* DESCRIPTION OF THE TASK
Continue the forum thread on controlled shutdown and retry settings, which comes before the listing, from the point where it stops.

* SOURCE DOCUMENT

Re: Controlled shutdown failure, retry settings

Posted by Jason Rosenberg <jb...@squareup.com>.

Jun,

Can you explain the difference between "failed" and "slow"?  In either
case, the follower drops out of the ISR, and can come back later if they
catch up, no?

In the configuration doc, it seems to describe them both with the same
language:  "if ....., the leader will remove the follower from ISR and
treat it as dead."

The *.max.messages setting seems to make the system somewhat susceptible to
sudden spikes of message traffic.

At first glance, the defaults seem a bit out of balance.  The default *.
max.ms is 10 seconds, while the default *.max.messages is only 4000
messages.   Given that we can handle 10's of thousands of messages a
second, what is the thinking behind these defaults?

Jason


On Sat, Nov 2, 2013 at 11:41 PM, Jun Rao <ju...@gmail.com> wrote:

> replica.lag.time.max.ms is used to detect a failed broker.
> replica.lag.max.messages is used to detect a slow broker.
>
> Thanks,
>
> Jun
>
>
> On Fri, Nov 1, 2013 at 10:36 PM, Jason Rosenberg <jb...@squareup.com> wrote:
>
> > In response to Joel's point, I think I do understand that messages can be
> > lost, if in fact we have dropped down to only 1 member in the ISR at the
> > time the message is written, and then that 1 node goes down.
> >
> > What I'm not clear on, is the conditions under which a node can drop out
> of
> > the ISR.  You said:
> >
> > "- ISR = 0, leader = 0; (so 1 is out of the ISR - say if broker 0 is
> > slow (but up))"
> >
> > Did you mean to say "if broker *1* is slow (but up)"?
> >
> > I assume by "slow", you mean when a follower hasn't made a fetch request
> > within "replica.lag.time.max.ms"?  The default for this is 10000 ms, so
> it
> > would have to be in pretty bad shape to be "up" but "slow", no?

* DATASET EXTRACT

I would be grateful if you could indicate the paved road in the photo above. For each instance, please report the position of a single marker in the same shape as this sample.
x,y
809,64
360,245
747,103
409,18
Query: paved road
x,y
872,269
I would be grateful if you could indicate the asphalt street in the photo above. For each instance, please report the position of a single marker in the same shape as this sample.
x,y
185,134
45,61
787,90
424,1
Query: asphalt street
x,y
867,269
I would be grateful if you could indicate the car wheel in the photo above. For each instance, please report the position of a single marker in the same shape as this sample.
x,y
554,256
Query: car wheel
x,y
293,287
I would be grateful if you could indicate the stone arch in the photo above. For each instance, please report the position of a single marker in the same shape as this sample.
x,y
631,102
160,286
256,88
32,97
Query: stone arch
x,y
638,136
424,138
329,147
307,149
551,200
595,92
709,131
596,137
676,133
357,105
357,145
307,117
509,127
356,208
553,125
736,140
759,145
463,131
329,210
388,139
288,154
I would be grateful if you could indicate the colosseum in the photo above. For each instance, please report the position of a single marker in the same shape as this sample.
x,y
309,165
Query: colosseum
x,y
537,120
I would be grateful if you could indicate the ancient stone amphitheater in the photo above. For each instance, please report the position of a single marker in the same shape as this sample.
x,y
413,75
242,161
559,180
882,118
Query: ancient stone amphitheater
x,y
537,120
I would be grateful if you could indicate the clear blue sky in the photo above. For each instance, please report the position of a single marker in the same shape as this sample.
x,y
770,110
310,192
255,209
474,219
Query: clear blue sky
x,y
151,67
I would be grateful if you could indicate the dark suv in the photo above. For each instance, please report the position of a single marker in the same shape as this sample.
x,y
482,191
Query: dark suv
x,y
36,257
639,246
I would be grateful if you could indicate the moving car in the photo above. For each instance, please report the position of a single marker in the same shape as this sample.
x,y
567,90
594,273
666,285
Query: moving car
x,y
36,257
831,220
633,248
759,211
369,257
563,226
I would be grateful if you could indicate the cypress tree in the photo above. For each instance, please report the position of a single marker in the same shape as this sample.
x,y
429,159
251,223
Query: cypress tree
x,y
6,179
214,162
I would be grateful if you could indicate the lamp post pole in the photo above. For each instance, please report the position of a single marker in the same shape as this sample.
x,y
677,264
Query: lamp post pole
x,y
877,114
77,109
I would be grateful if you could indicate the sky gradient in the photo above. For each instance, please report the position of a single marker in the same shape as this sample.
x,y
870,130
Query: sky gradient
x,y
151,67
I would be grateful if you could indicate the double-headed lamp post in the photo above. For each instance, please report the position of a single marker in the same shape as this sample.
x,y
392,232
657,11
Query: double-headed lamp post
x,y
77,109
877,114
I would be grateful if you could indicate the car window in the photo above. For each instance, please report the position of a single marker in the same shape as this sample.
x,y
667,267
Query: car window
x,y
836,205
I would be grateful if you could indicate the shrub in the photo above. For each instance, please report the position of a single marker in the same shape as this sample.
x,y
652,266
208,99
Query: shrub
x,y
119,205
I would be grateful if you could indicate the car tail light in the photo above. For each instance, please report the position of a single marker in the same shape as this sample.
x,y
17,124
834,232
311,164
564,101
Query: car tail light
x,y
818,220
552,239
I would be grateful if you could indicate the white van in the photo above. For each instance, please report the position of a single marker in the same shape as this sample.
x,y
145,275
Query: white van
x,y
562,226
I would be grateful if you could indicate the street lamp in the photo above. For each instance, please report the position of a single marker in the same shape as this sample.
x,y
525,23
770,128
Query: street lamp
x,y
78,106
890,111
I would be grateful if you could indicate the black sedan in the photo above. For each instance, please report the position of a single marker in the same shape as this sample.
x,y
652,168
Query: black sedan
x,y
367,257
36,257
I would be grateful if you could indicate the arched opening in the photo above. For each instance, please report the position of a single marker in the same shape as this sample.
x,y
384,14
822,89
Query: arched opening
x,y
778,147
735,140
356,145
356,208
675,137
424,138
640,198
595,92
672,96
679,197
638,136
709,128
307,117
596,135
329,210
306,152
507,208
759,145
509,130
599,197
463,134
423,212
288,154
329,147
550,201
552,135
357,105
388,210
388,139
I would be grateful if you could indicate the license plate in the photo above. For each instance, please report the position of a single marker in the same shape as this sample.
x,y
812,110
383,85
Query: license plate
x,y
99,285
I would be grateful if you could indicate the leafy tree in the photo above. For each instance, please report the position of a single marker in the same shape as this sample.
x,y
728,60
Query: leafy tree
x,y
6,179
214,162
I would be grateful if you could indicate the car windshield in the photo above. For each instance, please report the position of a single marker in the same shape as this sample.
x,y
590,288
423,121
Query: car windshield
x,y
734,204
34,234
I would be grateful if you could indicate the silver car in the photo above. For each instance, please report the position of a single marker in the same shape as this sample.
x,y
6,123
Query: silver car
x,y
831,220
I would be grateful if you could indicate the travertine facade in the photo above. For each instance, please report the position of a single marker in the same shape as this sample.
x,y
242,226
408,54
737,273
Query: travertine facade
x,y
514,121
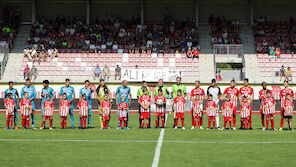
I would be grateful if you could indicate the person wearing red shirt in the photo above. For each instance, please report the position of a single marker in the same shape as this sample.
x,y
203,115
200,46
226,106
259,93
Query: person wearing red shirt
x,y
283,94
269,109
197,91
248,92
262,96
233,92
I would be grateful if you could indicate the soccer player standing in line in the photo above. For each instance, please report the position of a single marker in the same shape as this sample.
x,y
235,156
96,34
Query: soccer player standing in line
x,y
70,92
248,92
145,102
15,97
9,105
215,91
46,90
283,94
87,90
47,111
262,96
269,109
197,91
26,110
64,110
124,91
160,102
179,109
232,91
30,89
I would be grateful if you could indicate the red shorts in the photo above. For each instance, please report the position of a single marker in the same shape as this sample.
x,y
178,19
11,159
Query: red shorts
x,y
158,114
145,115
227,119
211,117
179,116
9,116
106,117
122,118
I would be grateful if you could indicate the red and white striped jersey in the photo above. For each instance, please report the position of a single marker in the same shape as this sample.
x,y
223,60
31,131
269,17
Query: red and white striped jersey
x,y
268,104
160,102
64,107
196,91
233,93
48,108
228,108
288,105
25,106
179,104
245,110
10,106
106,106
145,100
283,94
83,107
122,109
246,91
211,108
197,107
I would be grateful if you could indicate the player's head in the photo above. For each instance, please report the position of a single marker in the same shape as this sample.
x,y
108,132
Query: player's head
x,y
210,97
26,95
10,84
45,83
122,99
28,82
64,96
86,83
83,96
264,85
47,97
197,83
160,92
232,83
268,93
246,81
9,95
286,83
178,79
124,83
67,81
179,92
106,97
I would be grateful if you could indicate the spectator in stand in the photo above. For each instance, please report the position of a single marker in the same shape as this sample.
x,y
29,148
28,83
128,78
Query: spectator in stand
x,y
106,72
117,72
33,73
282,73
97,72
27,72
289,74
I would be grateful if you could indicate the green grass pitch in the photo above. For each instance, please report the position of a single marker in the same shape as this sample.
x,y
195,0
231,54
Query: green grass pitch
x,y
136,147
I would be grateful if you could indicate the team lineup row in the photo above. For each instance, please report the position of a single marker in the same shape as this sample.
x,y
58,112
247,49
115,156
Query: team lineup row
x,y
231,97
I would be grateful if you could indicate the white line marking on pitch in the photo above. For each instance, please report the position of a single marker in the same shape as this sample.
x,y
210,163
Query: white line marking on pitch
x,y
159,144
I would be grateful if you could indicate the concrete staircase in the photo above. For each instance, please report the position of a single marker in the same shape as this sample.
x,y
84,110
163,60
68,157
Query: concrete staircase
x,y
247,39
205,39
21,37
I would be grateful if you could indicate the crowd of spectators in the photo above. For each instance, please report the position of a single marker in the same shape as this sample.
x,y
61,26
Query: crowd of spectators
x,y
224,31
113,35
9,25
274,35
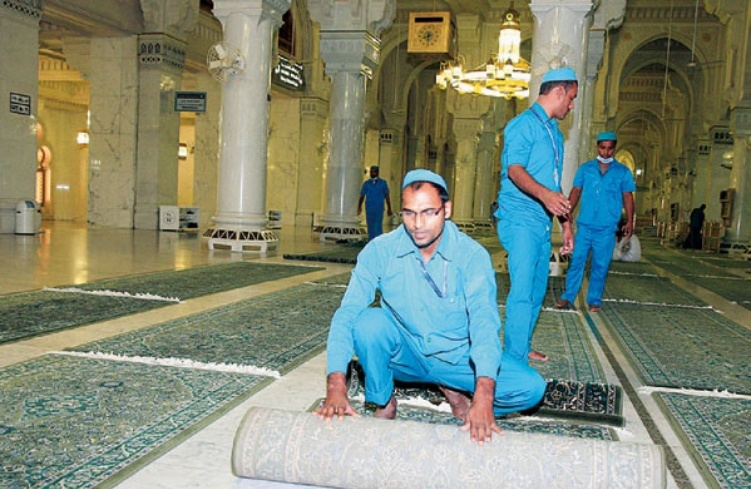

* ANSWER TO THE PROBLEM
> >
> > It also does seem odd that a node can be too slow to remain in an ISR,
> but
> > then be made available to compete in a ISR leader election.....
> >
> > Jason
> >
> >
> > On Fri, Nov 1, 2013 at 5:00 PM, Neha Narkhede <neha.narkhede@gmail.com
> > >wrote:
> >
> > > For supporting more durability at the expense of availability, we have
> a
> > > JIRA that we will fix on trunk. This will allow you to configure the
> > > default as well as per topic durability vs availability behavior  -
> > > https://issues.apache.org/jira/browse/KAFKA-1028
> > >
> > > Thanks,
> > > Neha
> > >
> > >
> > > On Fri, Nov 1, 2013 at 1:43 PM, Joel Koshy <jj...@gmail.com>
> wrote:
> > >
> > > > >>>>
> > > > >>>> Unclean shutdown could result in data loss - since you are
> moving
> > > > >>>> leadership to a replica that has fallen out of ISR. i.e., it's
> log
> > > end
> > > > >>>> offset is behind the last committed message to this partition.
> > > > >>>>
> > > > >>>>
> > > > >>> But if data is written with 'request.required.acks=-1', no data
> > > should
> > > > be
> > > > >>> lost, no?  Or will partitions be truncated wholesale after an
> > unclean
> > > > >>> shutdown?
> > > >
> > > > Sorry about the delayed reply to this, but it is an important point -
> > > > data can be lost even in this case. -1 means ack after all replicas
> in
> > > > the current ISR have received the message. So for example:
> > > > - assigned replicas for some partition = 0,1
> > > > - ISR = 0, leader = 0; (so 1 is out of the ISR - say if broker 0 is
> > > > slow (but up))
> > > > - messages with acks=-1 will get committed (i.e., the producer will
> > > > receive the ack)
> > > > - shutdown broker 0. So this will result in an unclean leader
> election
> > > > since there are no other replicas in ISR; and if the broker 1 is up
> it
> > > > will become the new leader
> > > > - however it only has messages until the earlier watermark
> > > > - when broker 0 comes back up it will become a follower to 1. Its
> > > > initial fetch will be for its last checkpointed high watermark (which
> > > > is larger than the current leader's hw), but the leader will piggy
> > > > back the current hw in the fetch response to the follower which will
> > > > then truncate its log to the leader's current hw. At least this is my
> > > > recollection of how it should be - but I'm staring at the code and
> > > > think there may be an issue with it. Will update this thread if this
> > > > is incorrect.
> > > >
> > > > Thanks,
> > > >
> > > > Joel
> > > >
> > >
> >
>

Re: Controlled shutdown failure, retry settings

Posted by Jun Rao <ju...@gmail.com>.

replica.lag.time.max.ms is used to detect a failed broker.
replica.lag.max.messages is used to detect a slow broker.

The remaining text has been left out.